REQUIREMENTS: Please return every one of the rows below word for word, leaving out the pictures.

#### INPUT RECORDS

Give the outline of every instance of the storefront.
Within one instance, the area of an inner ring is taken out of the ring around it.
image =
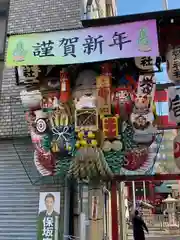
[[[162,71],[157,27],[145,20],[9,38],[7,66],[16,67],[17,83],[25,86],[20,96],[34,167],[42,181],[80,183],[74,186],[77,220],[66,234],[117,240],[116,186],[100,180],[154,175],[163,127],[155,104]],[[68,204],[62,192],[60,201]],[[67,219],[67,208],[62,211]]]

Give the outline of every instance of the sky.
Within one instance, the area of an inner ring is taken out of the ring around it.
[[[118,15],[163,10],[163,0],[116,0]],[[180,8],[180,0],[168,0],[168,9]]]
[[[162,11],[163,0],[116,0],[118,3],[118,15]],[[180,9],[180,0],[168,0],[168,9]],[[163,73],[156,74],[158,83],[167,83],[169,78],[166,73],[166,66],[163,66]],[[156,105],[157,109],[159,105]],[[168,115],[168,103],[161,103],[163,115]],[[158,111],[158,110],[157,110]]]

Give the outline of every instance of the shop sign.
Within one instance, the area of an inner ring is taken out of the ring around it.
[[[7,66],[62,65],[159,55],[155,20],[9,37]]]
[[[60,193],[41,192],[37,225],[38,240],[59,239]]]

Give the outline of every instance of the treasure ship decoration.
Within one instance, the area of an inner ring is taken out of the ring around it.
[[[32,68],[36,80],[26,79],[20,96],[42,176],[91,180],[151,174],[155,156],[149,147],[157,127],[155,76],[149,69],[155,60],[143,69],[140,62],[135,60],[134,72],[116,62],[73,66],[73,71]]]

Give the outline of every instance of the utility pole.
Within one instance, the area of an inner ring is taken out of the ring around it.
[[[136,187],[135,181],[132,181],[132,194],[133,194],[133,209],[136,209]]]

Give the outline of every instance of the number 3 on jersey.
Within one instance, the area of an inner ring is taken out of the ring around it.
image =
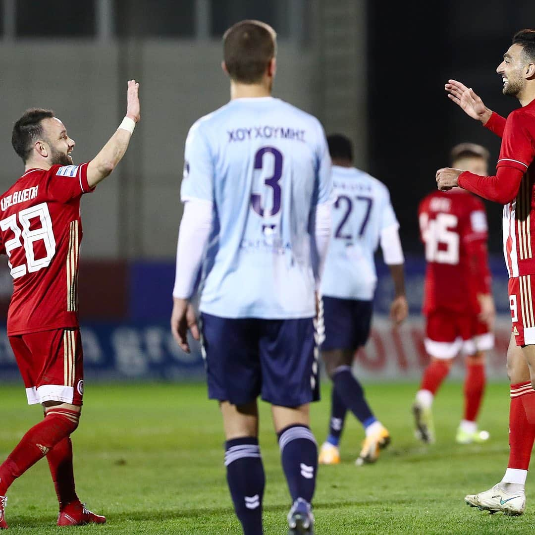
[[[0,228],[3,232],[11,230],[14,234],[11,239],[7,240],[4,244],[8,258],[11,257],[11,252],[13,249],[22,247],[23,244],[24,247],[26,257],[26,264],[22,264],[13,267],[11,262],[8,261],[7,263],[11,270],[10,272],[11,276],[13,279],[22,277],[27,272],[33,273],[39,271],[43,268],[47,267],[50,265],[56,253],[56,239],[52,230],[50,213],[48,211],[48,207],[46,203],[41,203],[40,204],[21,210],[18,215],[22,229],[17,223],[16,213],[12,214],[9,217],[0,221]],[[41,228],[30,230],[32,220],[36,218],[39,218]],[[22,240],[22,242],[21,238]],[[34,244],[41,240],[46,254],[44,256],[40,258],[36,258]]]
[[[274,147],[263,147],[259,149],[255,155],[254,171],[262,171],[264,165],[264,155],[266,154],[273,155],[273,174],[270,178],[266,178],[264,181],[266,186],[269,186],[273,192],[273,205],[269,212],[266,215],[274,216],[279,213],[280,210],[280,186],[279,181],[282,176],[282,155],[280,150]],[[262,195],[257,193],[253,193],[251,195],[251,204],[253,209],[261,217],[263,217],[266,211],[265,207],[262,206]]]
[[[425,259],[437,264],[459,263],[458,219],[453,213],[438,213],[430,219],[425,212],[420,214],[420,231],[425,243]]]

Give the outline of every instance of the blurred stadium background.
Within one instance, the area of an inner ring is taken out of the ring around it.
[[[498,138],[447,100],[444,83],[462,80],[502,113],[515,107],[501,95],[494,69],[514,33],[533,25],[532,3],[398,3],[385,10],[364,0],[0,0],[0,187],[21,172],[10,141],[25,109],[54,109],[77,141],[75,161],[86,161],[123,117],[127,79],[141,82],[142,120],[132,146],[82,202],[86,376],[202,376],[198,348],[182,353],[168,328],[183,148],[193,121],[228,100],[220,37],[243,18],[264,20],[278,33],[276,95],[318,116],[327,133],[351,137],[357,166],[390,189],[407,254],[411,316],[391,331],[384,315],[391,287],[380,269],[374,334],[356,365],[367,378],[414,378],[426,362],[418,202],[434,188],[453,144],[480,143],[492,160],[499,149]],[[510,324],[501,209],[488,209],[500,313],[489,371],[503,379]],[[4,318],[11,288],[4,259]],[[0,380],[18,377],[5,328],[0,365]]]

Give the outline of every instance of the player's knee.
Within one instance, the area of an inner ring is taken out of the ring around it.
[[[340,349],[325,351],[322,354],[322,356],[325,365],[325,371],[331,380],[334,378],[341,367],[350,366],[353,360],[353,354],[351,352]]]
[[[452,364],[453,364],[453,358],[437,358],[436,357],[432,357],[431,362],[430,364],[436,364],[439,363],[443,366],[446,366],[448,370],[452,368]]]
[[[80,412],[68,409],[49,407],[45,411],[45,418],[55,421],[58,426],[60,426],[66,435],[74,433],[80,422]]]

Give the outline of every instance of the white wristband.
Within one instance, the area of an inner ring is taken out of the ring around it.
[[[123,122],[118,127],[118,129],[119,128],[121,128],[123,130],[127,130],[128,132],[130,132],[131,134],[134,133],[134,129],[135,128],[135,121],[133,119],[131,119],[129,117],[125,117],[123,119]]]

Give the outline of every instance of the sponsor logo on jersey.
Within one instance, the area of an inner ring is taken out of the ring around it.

########

RESULT:
Give the outline of every instance of the storefront.
Within one instance, the area of an inner ring is taken out of the ring around it.
image =
[[[162,71],[157,27],[145,20],[9,38],[7,66],[16,67],[17,83],[25,86],[20,96],[34,167],[42,181],[80,183],[74,186],[77,220],[66,234],[117,240],[116,186],[100,180],[154,175],[163,127],[155,104]],[[68,204],[62,192],[60,201]],[[67,219],[67,208],[62,211]]]

Give the outline of every instance of the sky.
Within one instance, the area of an inner ring is taken out of the ring around it.
[[[118,15],[163,10],[163,0],[116,0]],[[180,8],[180,0],[168,0],[168,9]]]
[[[162,11],[163,0],[116,0],[118,3],[118,15]],[[180,9],[180,0],[168,0],[168,9]],[[163,73],[156,74],[158,83],[167,83],[169,78],[166,73],[166,66],[163,66]],[[156,105],[157,109],[159,105]],[[168,115],[168,103],[161,103],[163,115]],[[158,111],[158,110],[157,110]]]

Give the outline of every instance of the shop sign.
Within one instance, the area of an inner ring is taken out of the ring around it.
[[[7,66],[62,65],[159,55],[155,20],[9,37]]]
[[[60,193],[41,192],[37,225],[38,240],[59,239]]]

Give the outline of every instance of the treasure ship decoration.
Within one instance, the area of an inner ring is taken out of the ring around it.
[[[32,68],[36,80],[26,79],[20,96],[42,176],[91,180],[151,174],[155,156],[149,147],[157,127],[155,76],[149,69],[155,60],[143,69],[140,62],[135,60],[134,72],[116,62],[73,66],[73,71]]]

Give the outline of every instance of the utility pole.
Within one instance, the area of an inner ring is taken out of the ring around it.
[[[136,187],[135,181],[132,181],[132,194],[133,194],[133,209],[136,209]]]

Give the outline of every instance of the number 3 on jersey.
Within one instance, the area of an inner ring is taken out of the ring around it.
image =
[[[0,228],[3,232],[11,230],[14,234],[11,239],[7,240],[4,244],[8,258],[11,257],[11,252],[13,249],[22,247],[23,244],[24,247],[26,257],[26,264],[22,264],[13,267],[11,262],[8,261],[7,263],[11,270],[10,272],[11,276],[13,279],[22,277],[27,272],[33,273],[39,271],[43,268],[47,267],[50,265],[56,253],[56,239],[52,230],[50,213],[48,211],[48,207],[46,203],[41,203],[40,204],[21,210],[18,215],[22,229],[17,223],[16,213],[12,214],[9,217],[0,221]],[[41,228],[30,230],[32,220],[36,218],[39,218]],[[22,240],[22,242],[21,238]],[[34,244],[41,240],[46,254],[44,256],[40,258],[36,258]]]
[[[274,147],[263,147],[259,149],[255,155],[254,171],[262,171],[264,165],[264,155],[266,154],[273,155],[273,174],[270,178],[266,178],[264,181],[266,186],[269,186],[273,192],[273,205],[269,212],[266,215],[274,216],[279,213],[280,210],[280,186],[279,181],[282,176],[282,155],[280,150]],[[262,195],[257,193],[253,193],[251,195],[251,204],[253,209],[261,217],[263,217],[266,211],[265,207],[262,206]]]
[[[425,259],[437,264],[459,263],[458,219],[453,213],[438,213],[430,219],[425,212],[420,214],[420,231],[425,243]]]

Give the outline of every instance of the blurred stadium background.
Within one instance, the area of an inner ring is taken out of the ring around it.
[[[498,138],[447,100],[444,83],[462,80],[502,113],[515,107],[501,95],[494,69],[514,33],[533,25],[532,3],[398,3],[385,10],[364,0],[0,0],[0,187],[21,172],[10,141],[25,109],[54,109],[77,141],[75,161],[86,161],[123,117],[127,79],[141,82],[142,120],[132,146],[82,202],[86,376],[202,376],[198,348],[182,353],[168,328],[183,148],[193,121],[228,100],[220,37],[243,18],[264,20],[278,33],[276,95],[318,116],[327,133],[351,137],[357,166],[390,189],[407,254],[411,316],[391,331],[384,315],[391,287],[380,269],[374,334],[356,365],[367,378],[414,378],[426,362],[418,202],[434,188],[453,144],[480,143],[492,160],[499,149]],[[510,324],[501,209],[488,209],[500,313],[489,371],[503,379]],[[4,318],[11,288],[4,259]],[[0,380],[18,377],[5,328],[0,365]]]

Give the outline of every instance of the player's knee.
Within one instance, the area of an inner ring is taken out of the ring around it.
[[[340,349],[325,351],[322,354],[322,356],[325,365],[325,371],[331,380],[334,378],[341,367],[350,366],[353,360],[353,354],[351,352]]]
[[[452,364],[453,364],[453,358],[437,358],[436,357],[432,357],[431,362],[430,364],[436,364],[439,363],[443,366],[446,366],[448,370],[452,368]]]
[[[80,412],[68,409],[49,407],[45,411],[45,418],[55,421],[58,426],[60,426],[66,435],[74,433],[80,422]]]

Give the outline of every instance of the white wristband.
Within one instance, the area of an inner ring is taken out of the ring around it.
[[[123,122],[118,127],[118,129],[119,128],[121,128],[123,130],[127,130],[128,132],[130,132],[131,134],[134,133],[134,129],[135,128],[135,121],[133,119],[131,119],[129,117],[125,117],[123,119]]]

Give the outline of every instance of the sponsor logo on jersey.
Within one instance, the area of an inner ring is taken out of the ring around it.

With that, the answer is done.